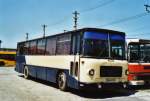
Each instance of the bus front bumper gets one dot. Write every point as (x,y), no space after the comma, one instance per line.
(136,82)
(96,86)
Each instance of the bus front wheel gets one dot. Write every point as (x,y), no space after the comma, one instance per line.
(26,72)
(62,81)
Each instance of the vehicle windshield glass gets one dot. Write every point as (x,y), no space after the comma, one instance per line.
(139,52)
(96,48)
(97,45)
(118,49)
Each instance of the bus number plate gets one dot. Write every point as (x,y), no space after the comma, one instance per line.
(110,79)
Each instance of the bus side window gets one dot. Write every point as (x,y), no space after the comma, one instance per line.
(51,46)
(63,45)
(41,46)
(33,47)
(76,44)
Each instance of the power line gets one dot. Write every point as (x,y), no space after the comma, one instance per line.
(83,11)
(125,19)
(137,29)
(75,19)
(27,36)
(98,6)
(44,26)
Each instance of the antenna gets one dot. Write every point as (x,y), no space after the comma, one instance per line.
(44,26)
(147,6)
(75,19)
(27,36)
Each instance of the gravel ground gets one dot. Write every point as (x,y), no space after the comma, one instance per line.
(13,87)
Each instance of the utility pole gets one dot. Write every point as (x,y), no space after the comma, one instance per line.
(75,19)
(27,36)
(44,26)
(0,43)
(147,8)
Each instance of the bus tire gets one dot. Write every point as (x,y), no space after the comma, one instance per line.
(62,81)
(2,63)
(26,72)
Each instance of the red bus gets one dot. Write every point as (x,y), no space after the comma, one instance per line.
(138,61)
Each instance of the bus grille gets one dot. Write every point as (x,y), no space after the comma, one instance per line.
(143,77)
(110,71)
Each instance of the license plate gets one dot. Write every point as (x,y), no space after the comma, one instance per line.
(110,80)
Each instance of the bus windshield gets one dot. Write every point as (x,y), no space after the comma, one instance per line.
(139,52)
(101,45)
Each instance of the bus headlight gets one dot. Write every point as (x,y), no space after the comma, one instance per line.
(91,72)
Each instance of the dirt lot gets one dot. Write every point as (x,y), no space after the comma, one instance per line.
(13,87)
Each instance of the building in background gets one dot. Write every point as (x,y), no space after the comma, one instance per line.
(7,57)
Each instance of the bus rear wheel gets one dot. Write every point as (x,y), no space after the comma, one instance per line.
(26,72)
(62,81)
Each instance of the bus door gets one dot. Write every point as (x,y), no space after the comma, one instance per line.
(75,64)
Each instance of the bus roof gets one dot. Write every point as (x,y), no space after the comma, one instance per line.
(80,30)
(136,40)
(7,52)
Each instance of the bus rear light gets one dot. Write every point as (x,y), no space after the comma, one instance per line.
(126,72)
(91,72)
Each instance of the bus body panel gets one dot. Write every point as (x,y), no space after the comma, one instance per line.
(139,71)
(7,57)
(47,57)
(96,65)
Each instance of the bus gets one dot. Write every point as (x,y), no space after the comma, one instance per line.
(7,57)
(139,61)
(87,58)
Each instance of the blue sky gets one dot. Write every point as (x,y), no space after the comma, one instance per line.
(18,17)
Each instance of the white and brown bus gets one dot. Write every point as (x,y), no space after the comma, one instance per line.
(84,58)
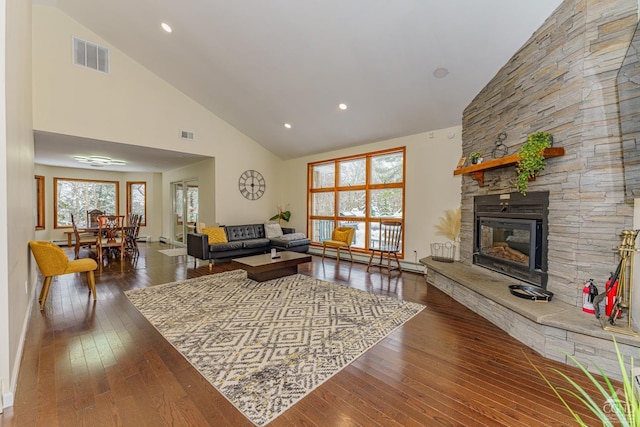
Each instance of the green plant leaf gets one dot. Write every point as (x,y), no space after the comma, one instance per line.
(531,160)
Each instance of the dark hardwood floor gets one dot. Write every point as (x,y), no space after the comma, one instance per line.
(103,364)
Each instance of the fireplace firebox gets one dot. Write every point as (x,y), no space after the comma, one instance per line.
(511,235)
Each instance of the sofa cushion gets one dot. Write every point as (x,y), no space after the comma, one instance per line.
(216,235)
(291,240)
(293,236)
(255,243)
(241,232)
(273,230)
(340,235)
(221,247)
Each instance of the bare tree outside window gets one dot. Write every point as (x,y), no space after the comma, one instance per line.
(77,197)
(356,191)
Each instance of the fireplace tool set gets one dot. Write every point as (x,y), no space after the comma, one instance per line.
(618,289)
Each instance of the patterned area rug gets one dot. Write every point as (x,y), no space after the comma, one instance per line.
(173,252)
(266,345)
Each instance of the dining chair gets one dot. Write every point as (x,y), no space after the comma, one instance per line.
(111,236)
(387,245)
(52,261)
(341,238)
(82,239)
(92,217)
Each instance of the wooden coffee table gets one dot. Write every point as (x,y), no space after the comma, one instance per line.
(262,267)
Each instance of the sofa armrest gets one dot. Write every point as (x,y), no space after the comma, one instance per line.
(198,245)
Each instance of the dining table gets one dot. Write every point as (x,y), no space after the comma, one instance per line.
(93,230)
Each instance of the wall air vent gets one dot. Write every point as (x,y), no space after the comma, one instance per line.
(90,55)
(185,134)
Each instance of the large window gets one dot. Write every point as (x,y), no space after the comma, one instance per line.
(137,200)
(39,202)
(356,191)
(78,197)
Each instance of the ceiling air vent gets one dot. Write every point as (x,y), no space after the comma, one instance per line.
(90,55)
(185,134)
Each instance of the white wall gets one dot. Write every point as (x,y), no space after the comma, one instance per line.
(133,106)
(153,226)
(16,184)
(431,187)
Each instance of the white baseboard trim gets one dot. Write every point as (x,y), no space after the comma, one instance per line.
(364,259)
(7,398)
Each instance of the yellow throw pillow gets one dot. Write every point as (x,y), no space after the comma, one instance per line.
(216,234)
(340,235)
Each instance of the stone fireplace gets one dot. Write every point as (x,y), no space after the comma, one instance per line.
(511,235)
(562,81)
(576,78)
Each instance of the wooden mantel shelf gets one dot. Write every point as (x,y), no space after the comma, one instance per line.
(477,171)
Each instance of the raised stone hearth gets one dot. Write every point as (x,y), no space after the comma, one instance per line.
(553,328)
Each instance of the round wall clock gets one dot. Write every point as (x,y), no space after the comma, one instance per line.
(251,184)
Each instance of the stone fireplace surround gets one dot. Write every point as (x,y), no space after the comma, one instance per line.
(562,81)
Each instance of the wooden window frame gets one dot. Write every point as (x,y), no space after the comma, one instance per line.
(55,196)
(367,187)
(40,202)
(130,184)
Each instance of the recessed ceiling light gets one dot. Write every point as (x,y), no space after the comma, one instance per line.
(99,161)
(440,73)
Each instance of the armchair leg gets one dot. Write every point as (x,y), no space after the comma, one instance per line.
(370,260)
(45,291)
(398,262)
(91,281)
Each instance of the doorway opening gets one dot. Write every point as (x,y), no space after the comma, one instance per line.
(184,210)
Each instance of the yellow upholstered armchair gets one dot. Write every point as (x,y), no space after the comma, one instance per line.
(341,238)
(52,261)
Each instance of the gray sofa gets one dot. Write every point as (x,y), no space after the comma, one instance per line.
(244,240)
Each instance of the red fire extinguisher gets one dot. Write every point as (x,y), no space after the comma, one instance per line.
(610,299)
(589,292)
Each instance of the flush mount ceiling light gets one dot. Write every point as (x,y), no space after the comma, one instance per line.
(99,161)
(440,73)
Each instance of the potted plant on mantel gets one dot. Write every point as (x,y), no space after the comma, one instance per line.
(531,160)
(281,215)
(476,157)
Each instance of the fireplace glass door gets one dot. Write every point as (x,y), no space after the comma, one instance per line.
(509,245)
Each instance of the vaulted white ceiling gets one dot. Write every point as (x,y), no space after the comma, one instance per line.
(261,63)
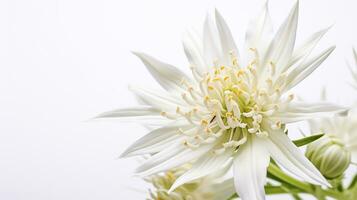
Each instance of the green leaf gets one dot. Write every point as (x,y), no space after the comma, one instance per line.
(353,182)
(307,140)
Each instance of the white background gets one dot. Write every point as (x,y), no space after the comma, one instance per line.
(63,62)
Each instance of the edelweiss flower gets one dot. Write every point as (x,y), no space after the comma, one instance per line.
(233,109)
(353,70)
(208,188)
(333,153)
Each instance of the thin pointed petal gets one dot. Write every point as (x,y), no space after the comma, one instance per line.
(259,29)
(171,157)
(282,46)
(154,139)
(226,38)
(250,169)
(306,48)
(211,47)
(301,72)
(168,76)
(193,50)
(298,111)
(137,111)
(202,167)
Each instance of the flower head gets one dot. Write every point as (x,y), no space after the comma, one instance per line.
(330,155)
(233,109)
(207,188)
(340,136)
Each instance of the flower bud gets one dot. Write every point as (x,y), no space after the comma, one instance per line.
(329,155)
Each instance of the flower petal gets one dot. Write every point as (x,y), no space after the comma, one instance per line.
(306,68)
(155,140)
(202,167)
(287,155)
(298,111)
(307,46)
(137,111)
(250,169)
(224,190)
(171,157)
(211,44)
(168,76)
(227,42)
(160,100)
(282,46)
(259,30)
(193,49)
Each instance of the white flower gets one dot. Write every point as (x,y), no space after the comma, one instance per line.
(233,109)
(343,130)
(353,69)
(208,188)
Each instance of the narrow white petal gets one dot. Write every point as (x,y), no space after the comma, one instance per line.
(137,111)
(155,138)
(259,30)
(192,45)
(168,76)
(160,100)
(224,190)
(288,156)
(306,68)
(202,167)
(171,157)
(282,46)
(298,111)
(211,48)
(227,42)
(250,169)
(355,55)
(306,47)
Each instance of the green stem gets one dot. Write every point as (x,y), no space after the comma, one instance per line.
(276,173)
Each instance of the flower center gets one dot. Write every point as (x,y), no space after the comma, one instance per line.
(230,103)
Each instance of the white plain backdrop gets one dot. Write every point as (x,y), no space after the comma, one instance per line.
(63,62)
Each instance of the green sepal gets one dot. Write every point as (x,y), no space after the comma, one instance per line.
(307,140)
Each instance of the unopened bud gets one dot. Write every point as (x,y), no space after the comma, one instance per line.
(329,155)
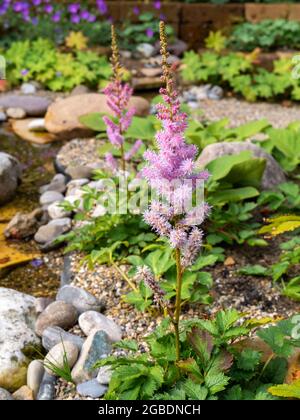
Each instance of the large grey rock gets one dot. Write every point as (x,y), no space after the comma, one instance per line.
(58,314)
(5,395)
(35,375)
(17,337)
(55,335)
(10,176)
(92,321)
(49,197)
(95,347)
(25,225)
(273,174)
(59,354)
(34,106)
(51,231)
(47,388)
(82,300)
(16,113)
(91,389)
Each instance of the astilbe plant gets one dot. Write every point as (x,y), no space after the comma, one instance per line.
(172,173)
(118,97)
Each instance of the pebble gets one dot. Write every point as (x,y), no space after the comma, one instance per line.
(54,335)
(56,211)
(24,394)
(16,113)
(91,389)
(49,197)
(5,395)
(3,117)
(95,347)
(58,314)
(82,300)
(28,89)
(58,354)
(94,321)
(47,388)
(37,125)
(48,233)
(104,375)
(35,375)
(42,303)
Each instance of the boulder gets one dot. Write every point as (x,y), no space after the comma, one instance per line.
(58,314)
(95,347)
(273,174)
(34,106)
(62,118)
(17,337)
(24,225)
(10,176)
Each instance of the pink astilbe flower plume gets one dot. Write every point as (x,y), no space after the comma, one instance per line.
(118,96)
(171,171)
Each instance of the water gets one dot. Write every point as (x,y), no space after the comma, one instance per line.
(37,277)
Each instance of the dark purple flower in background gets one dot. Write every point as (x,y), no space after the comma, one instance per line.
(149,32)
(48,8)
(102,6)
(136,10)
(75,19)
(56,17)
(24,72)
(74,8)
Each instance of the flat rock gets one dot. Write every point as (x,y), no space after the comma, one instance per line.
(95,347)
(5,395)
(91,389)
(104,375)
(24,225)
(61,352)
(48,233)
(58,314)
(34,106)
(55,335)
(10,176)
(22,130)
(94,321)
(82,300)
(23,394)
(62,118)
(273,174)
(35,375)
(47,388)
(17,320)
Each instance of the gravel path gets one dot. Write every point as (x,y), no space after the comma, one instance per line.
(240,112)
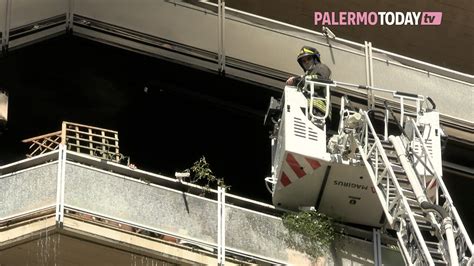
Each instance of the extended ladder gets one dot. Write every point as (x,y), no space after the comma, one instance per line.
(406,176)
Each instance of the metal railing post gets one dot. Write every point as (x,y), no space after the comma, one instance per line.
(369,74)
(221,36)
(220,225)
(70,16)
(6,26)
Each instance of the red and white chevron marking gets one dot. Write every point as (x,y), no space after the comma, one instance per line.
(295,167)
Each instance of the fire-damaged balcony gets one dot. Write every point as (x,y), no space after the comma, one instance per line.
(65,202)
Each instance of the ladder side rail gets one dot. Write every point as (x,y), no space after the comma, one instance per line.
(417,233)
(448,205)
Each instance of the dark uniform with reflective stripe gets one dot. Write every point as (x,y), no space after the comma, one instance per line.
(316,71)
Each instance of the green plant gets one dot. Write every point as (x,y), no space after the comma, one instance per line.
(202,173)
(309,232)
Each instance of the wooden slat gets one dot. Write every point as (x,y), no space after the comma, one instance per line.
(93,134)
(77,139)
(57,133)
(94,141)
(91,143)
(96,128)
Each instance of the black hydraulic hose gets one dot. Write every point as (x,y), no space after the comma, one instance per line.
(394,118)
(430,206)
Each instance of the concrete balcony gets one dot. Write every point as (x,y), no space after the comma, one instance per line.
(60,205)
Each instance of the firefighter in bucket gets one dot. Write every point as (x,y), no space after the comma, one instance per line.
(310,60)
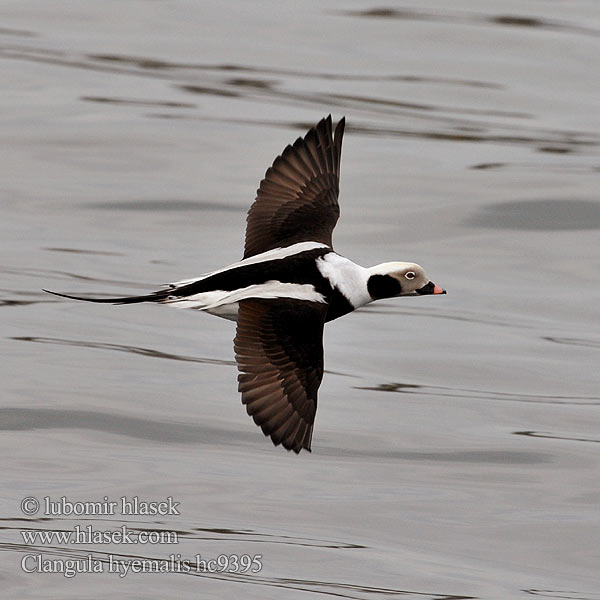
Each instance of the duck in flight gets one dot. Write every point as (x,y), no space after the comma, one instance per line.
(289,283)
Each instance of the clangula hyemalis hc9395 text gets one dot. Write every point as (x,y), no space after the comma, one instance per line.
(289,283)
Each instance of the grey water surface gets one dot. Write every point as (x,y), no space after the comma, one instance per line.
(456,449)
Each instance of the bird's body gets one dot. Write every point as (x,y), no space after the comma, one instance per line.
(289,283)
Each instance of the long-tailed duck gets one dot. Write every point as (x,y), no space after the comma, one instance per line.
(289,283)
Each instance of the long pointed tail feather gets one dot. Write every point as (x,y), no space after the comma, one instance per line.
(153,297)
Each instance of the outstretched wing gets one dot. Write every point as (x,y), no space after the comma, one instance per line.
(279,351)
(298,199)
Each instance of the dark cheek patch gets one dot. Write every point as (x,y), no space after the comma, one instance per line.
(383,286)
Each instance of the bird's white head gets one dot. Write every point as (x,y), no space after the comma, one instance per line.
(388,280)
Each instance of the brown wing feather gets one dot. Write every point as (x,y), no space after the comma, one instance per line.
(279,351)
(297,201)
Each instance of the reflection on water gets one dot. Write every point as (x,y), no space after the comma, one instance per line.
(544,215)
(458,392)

•••

[TASK PROMPT] Reproduce exactly the line containing "Each instance of the outstretched" and every line after it through the end of the records above, and nothing else.

[SOLUTION]
Each instance of the outstretched wing gets one dot. Write every point as (x,y), no space after the comma, one instance per line.
(279,351)
(298,199)
Each instance of the dark cheek patch gets one dot. Write every point as (x,y), no space after the comma, one instance per line.
(383,286)
Each instance of the bird's white head gets one dot. Write every point as (x,y), no space after the comma, one instance per line.
(388,280)
Each instance of the brown wing feather gets one dot. Write every point as (x,y), no space after the comma, one instance per line.
(279,351)
(297,201)
Each instance of the reflection on water gets one dot. Write every point as (x,y), no space after the comma, one instance per line.
(544,215)
(458,392)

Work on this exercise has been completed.